→ **Activity**:
Return the entries exactly as they appear.

→ **Dataset content**:
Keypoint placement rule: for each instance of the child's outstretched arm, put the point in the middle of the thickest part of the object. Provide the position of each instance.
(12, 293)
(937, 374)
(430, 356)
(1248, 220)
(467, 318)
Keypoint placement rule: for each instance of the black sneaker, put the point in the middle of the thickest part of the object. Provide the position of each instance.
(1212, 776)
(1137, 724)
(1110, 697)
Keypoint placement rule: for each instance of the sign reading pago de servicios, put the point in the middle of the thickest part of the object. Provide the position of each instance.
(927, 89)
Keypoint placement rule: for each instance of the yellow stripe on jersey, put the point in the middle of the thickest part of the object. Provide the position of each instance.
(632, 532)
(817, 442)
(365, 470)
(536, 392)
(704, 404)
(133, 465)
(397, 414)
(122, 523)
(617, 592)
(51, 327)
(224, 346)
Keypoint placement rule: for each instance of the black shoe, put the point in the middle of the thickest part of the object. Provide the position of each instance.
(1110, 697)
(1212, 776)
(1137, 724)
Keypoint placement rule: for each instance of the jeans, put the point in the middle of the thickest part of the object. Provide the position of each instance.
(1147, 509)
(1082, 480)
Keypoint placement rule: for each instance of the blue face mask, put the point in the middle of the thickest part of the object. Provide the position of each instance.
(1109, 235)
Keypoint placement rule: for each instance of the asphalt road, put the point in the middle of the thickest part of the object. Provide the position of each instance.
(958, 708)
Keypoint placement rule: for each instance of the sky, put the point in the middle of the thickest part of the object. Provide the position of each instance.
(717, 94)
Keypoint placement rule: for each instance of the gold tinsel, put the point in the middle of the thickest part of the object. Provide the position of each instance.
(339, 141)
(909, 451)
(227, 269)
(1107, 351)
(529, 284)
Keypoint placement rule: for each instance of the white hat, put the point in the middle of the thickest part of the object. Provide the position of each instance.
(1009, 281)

→ **Task solution**:
Keypoint placement rule: for each instance of the child's outstretched arm, put the point in the middle of the thickest part of the object. Provide the position of each instance.
(12, 293)
(937, 374)
(430, 356)
(1248, 220)
(467, 318)
Keypoint placement rule: for each instance of the black sneaker, put the point in the middle of the thickest part of the object. Provide the position of each instance.
(1212, 776)
(1137, 724)
(1110, 697)
Keypoint placement rule: for each instance of the sign reading pago de servicios, put the point in the middle of the thickest part of the object. Provide the position of each instance.
(927, 89)
Keypoint placement rule: for each instance of the yellow stripe on jersey, put the point in the middle of the thickest part of the object. Provide the position of each instance.
(632, 532)
(817, 442)
(365, 470)
(536, 392)
(704, 404)
(133, 465)
(397, 414)
(122, 523)
(617, 592)
(51, 327)
(224, 346)
Keypoint placement rule: for each instance of the black shoe, put the point in the middle of the thickest part of the object. Provide the position of each instance.
(1110, 697)
(1212, 776)
(1137, 724)
Keypoint placement rule: for each instance of the jeans, put the point in the middle of the thickest part of the object. Provide the position of each instance.
(1147, 509)
(1082, 480)
Keypoint placement rule: for each instance of the blue face mask, put the point in the middle of the thickest part of the object. Provide the position of each instance.
(1109, 235)
Keypoint placement rule: for each instance of the asphalt road, put the point in the middle of the thickest part of the object. Provide the position of each instance.
(958, 708)
Keypoint placement rule: for each instance of the sky, put the point in the middle of the thickest part of the object. Provide the position of each instance.
(717, 94)
Keypoint placement rule: for each instance of the gold tinsel, put the point in the middle of the thickest part of the object. Provide the position of each instance.
(339, 141)
(909, 451)
(227, 269)
(1107, 351)
(529, 284)
Keypoint placement rule: for each instance of the white hat, put the point in the middle of the thickest part of the object. Provide the position of each instance.
(1009, 281)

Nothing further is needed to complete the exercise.